Saved data entries
>>>>

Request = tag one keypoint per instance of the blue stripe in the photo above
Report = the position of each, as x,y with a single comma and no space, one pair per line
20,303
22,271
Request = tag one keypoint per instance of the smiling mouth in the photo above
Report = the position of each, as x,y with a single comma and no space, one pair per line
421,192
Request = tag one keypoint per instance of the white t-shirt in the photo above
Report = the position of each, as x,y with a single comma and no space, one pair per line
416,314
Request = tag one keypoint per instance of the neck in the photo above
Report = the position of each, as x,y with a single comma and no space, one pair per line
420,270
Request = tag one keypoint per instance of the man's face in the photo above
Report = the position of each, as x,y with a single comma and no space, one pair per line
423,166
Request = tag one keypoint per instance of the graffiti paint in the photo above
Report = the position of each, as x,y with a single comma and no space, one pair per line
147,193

<<<<
>>>>

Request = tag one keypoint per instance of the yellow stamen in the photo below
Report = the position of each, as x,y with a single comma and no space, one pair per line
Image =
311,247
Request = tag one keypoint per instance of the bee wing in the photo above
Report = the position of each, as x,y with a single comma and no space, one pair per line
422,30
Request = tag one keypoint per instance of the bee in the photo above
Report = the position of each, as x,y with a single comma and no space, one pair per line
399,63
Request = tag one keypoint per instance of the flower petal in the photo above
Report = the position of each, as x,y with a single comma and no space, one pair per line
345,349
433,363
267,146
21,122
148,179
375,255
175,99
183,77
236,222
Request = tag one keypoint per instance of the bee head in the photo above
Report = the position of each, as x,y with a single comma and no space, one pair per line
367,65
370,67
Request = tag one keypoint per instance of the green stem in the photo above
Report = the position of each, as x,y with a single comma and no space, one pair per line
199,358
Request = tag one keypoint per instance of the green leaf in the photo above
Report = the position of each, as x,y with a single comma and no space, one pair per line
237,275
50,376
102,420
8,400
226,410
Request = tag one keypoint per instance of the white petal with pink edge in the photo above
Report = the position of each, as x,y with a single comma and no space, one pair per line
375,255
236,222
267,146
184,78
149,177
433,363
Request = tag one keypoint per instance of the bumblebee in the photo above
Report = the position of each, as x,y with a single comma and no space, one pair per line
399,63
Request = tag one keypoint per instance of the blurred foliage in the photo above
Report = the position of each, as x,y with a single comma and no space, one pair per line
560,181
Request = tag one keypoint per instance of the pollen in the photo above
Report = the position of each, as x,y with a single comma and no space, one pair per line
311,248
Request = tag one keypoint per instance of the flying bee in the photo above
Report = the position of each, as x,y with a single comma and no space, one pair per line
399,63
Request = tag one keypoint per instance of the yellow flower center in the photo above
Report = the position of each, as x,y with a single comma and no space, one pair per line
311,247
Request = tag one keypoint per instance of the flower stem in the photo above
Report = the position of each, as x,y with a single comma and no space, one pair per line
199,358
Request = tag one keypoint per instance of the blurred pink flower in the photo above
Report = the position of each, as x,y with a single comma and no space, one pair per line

<<<<
>>>>

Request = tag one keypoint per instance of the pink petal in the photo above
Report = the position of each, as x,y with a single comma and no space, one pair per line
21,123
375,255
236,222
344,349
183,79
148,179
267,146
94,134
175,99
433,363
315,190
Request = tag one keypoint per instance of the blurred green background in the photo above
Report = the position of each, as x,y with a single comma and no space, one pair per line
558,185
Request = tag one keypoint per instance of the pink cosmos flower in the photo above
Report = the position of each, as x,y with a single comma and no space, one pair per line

<<<<

§ Task objective:
Identify each line of the records that contains the string "stem" and copy those lines.

§ Result of this exercise:
Request = tag one keypoint per instance of the green stem in the photo above
Request = tag one keypoint per instance of the flower stem in the photo above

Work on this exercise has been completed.